►

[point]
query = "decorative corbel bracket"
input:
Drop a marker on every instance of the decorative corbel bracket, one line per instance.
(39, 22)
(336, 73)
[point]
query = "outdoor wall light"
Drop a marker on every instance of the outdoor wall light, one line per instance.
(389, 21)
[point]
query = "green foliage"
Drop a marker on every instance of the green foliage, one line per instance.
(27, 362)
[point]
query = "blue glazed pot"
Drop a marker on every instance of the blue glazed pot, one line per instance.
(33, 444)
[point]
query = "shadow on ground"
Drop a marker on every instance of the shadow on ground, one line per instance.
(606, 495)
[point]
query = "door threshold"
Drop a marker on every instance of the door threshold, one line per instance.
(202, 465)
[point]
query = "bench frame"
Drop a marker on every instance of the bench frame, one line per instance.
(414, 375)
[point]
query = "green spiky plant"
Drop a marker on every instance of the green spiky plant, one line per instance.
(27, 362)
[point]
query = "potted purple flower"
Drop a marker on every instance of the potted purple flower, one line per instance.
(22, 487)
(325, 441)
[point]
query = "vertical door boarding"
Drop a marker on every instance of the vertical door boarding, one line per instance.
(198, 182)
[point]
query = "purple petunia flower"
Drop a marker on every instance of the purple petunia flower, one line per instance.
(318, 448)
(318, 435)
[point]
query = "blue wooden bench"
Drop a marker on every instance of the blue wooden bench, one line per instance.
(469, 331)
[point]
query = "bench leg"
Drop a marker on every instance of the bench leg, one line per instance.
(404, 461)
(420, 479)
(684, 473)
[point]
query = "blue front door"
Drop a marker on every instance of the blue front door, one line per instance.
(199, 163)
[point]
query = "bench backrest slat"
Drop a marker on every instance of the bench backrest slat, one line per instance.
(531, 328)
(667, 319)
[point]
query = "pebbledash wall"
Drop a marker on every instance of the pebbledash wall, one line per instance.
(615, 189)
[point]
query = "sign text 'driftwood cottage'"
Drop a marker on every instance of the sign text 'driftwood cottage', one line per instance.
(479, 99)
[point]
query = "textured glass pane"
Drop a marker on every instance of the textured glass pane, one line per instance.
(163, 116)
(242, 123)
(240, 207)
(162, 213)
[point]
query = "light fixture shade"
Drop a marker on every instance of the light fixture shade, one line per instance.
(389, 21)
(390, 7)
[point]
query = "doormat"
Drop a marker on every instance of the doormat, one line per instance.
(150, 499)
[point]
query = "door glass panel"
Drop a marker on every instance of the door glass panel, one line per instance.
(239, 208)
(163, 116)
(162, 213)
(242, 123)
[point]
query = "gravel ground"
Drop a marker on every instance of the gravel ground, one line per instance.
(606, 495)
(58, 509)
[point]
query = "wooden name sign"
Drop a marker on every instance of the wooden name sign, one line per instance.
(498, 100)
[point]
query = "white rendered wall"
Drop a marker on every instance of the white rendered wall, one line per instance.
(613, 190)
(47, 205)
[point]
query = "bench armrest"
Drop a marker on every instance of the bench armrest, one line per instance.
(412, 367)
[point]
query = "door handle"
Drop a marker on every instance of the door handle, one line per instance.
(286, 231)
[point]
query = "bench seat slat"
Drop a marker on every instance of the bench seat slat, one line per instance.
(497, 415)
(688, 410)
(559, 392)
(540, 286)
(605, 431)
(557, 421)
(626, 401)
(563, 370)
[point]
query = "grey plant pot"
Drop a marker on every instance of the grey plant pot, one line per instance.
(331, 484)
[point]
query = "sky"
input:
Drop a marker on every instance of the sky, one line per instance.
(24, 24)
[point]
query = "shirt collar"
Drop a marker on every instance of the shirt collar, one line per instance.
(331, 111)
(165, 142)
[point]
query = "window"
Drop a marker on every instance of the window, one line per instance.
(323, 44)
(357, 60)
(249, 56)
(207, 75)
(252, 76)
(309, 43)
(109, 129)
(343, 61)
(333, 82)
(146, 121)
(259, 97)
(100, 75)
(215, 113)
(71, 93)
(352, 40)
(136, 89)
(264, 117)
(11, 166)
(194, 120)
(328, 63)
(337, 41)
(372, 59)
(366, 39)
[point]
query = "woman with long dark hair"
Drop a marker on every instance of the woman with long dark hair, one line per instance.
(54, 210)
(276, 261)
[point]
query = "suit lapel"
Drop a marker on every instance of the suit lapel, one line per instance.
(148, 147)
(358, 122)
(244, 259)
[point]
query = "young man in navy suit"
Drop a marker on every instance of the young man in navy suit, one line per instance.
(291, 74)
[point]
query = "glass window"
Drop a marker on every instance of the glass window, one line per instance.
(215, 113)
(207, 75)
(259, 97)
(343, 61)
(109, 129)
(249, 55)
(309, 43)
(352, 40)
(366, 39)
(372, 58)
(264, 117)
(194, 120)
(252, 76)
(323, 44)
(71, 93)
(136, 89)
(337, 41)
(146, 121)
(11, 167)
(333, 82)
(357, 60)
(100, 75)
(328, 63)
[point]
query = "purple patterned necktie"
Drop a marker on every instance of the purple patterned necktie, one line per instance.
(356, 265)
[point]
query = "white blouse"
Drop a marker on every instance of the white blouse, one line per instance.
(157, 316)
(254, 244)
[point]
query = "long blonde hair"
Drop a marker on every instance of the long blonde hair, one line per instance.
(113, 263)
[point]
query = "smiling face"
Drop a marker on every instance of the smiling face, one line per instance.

◄

Your task is to transcribe the listing above in full, exactly as given.

[point]
query = "decorative corbel bracket"
input:
Drop a marker on every instance of the decorative corbel bracket, one line per instance.
(39, 22)
(336, 73)
[point]
query = "outdoor wall light"
Drop a marker on every instance of the outdoor wall light, one line per instance.
(389, 21)
[point]
query = "green foliage"
Drop a marker on every instance of the green foliage, one line per instance.
(27, 362)
[point]
query = "blue glazed pot"
Drop a marker on every instance of the blue glazed pot, one line per instance.
(33, 444)
[point]
query = "shadow on ground"
Drop a marker on every instance of the shadow on ground, one line per instance.
(606, 495)
[point]
query = "door threshold"
Drop a marker on every instance of the door threshold, one line per instance.
(202, 465)
[point]
query = "bench frame"
Drop a marker on every instance of the bench frame, one line per instance.
(414, 375)
[point]
query = "green spiky plant"
Drop a marker on every instance of the green spiky plant, one line per instance.
(27, 362)
[point]
query = "potted purple flower"
Drop a marker on every instance of the potted purple flower, one line per instance.
(22, 487)
(325, 441)
[point]
query = "vertical door boarding"
Drop a marker on every instance of the vertical door boarding, one line per instance.
(198, 182)
[point]
query = "purple petunia flower"
Drop a marker on every instance of the purple petunia flower, one line per instance.
(318, 448)
(318, 435)
[point]
query = "blue wooden bench"
Drop a marker on every instance of the blue wooden bench, one line per instance.
(469, 331)
[point]
query = "bench leg"
Drop a marker on every instance of the bench leg, one line per instance.
(404, 461)
(420, 479)
(684, 473)
[point]
query = "blue front door"
Drop a marker on every instance of the blue front door, one line per instance.
(199, 163)
[point]
query = "bench backrest slat"
Drop a marker on every instance of the bench backrest slat, one line per instance.
(531, 328)
(667, 319)
[point]
query = "pebbledash wall"
Drop a marker on every instance of the pebbledash wall, one line per instance.
(615, 189)
[point]
query = "sign text 'driftwood cottage'"
Drop a marker on every instance of the sign text 'driftwood cottage', one line per instance.
(479, 99)
[point]
query = "textured glass pane"
Drop a marker on every instance of the textured glass pane, one line per instance.
(163, 116)
(242, 123)
(240, 207)
(162, 213)
[point]
query = "light fixture shade"
Drop a marker on every instance of the light fixture shade, one line per instance.
(389, 21)
(390, 7)
[point]
query = "doormat"
Drop a marker on every instance of the doormat, one line per instance.
(150, 499)
[point]
query = "door glass panel"
Drop a marker on every instance of the door glass panel, one line per instance.
(239, 208)
(163, 116)
(162, 213)
(242, 123)
[point]
query = "gravel ground"
Drop a marker on every instance of the gravel ground, one line per instance.
(606, 495)
(58, 509)
[point]
query = "wooden name sign"
Drop a marker on every instance of the wooden name sign, one line per instance.
(498, 100)
[point]
query = "white rendered wall"
Drop a marker on every instance of the white rendered wall, one line per instance.
(613, 190)
(47, 205)
[point]
query = "bench armrest"
Drop a marker on every instance of the bench armrest, one line per instance.
(412, 367)
[point]
query = "door handle"
Drop a marker on every instance of the door handle, one line per instance.
(286, 231)
[point]
query = "bench seat slat"
Drop a marker on every instance of the bench seat slat, one line per instance.
(497, 415)
(688, 410)
(559, 392)
(540, 286)
(605, 431)
(557, 421)
(626, 401)
(563, 370)
[point]
query = "grey plant pot"
Drop a marker on every instance of the grey plant pot, one line per instance.
(331, 484)
[point]
query = "sky"
input:
Drop a marker on every instance of the sky, one line per instance.
(24, 24)
[point]
query = "shirt collar"
Drop a marker on every instance of the shirt collar, one line per instance.
(331, 111)
(165, 142)
[point]
query = "window"
Drop a marker on every instance of the window, one line per instance.
(323, 44)
(357, 60)
(249, 56)
(207, 75)
(252, 76)
(309, 43)
(109, 129)
(343, 61)
(333, 82)
(146, 121)
(259, 97)
(100, 75)
(215, 113)
(71, 93)
(352, 40)
(136, 89)
(264, 117)
(11, 166)
(194, 120)
(328, 63)
(337, 41)
(372, 59)
(366, 39)
[point]
query = "woman with long dark hair"
Drop a marker on every instance of the woman with long dark hair, one line per instance.
(54, 210)
(276, 261)
[point]
query = "suit lapel"
Drop a marker on every instance of the suit lapel, one line per instance.
(148, 147)
(358, 122)
(244, 259)
[point]
query = "young man in navy suit"
Drop a marker on every instance of the young man in navy suit, one line per instance.
(291, 74)
[point]
query = "glass window"
Drop a marker on every instance of the glass window, one line per instance.
(215, 113)
(207, 75)
(259, 97)
(343, 61)
(109, 129)
(249, 55)
(309, 43)
(352, 40)
(366, 39)
(372, 58)
(264, 117)
(194, 120)
(252, 76)
(323, 44)
(71, 93)
(136, 89)
(337, 41)
(146, 121)
(11, 167)
(333, 82)
(357, 60)
(100, 75)
(328, 63)
[point]
query = "purple patterned necktie"
Drop a marker on every instance of the purple patterned necktie, one line per instance.
(356, 265)
[point]
query = "white blouse"
Drop a marker on every instance of the white blouse, one line per instance.
(157, 316)
(254, 244)
[point]
query = "long blonde hair"
Drop a marker on every instance of the long blonde hair, one line per instance.
(113, 263)
[point]
query = "smiling face"
Drop a marker on every instance of the smiling face, one line per instance.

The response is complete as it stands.